This notebook refactors
[05-pipeline/tf-05.py](https://github.com/crista/exercises-in-programming-style/blob/master/05-pipeline/tf-05.py),
starting with the version from
[d521abd 2016-05-21 08:14:41 -0700 Merge pull request #29 from bmistree/master (HEAD, origin/master, origin/HEAD, master, cohpy-20160829) [crista]](https://github.com/crista/exercises-in-programming-style/blob/d521abd5d7aac14af19aa7794aca9ee23c0f8cc5/05-pipeline/tf-05.py).

The original code runs only in Python 2.

The license in the following cell covers only this notebook
and is in addition to the LICENSE file in the parent directory
of this notebook.

The MIT License (MIT)

++++

Work instructions:
1/ Write out the part of the notebook text that opens with the words containing "This notebook refactors" and closes with "MIT License (MIT)".
2/ Answer these questions from the notebook text:
(a) Which version of Python does the original code run in?
(b) What does the license cover?
(c) Which license is named at the end?
3/ Continue the notebook text from its last line.
The lines after the notebook text play no part in this work.

Given information:
++++

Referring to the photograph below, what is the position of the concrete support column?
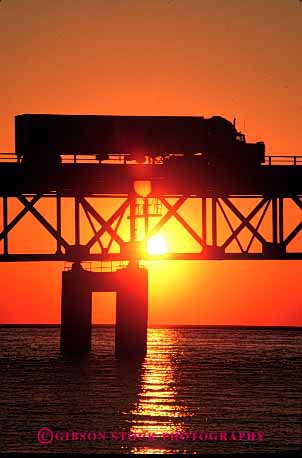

++++

Answers to the problems:
1/
This notebook refactors
[05-pipeline/tf-05.py](https://github.com/crista/exercises-in-programming-style/blob/master/05-pipeline/tf-05.py),
starting with the version from
[d521abd 2016-05-21 08:14:41 -0700 Merge pull request #29 from bmistree/master (HEAD, origin/master, origin/HEAD, master, cohpy-20160829) [crista]](https://github.com/crista/exercises-in-programming-style/blob/d521abd5d7aac14af19aa7794aca9ee23c0f8cc5/05-pipeline/tf-05.py).

The original code runs only in Python 2.

The license in the following cell covers only this notebook
and is in addition to the LICENSE file in the parent directory
of this notebook.

The MIT License (MIT)

2/
(a) Python 2
(b) Only this notebook
(c) The MIT License (MIT)

3/
Copyright (c) 2016 James Prior

Permission is hereby granted, free of charge, to any person obtaining a copy of
this software and associated documentation files (the "Software"), to deal in
the Software without restriction, including without limitation the rights to
use, copy, modify, merge, publish, distribute, sublicense, and/or sell copies of
the Software, and to permit persons to whom the Software is furnished to do so,
subject to the following conditions:

The above copyright notice and this permission notice shall be included in all
copies or substantial portions of the Software.

THE SOFTWARE IS PROVIDED "AS IS", WITHOUT WARRANTY OF ANY KIND, EXPRESS OR
IMPLIED, INCLUDING BUT NOT LIMITED TO THE WARRANTIES OF MERCHANTABILITY, FITNESS
FOR A PARTICULAR PURPOSE AND NONINFRINGEMENT. IN NO EVENT SHALL THE AUTHORS OR
COPYRIGHT HOLDERS BE LIABLE FOR ANY CLAIM, DAMAGES OR OTHER LIABILITY, WHETHER
IN AN ACTION OF CONTRACT, TORT OR OTHERWISE, ARISING FROM, OUT OF OR IN
CONNECTION WITH THE SOFTWARE OR THE USE OR OTHER DEALINGS IN THE SOFTWARE.


First we run the program, and save its output.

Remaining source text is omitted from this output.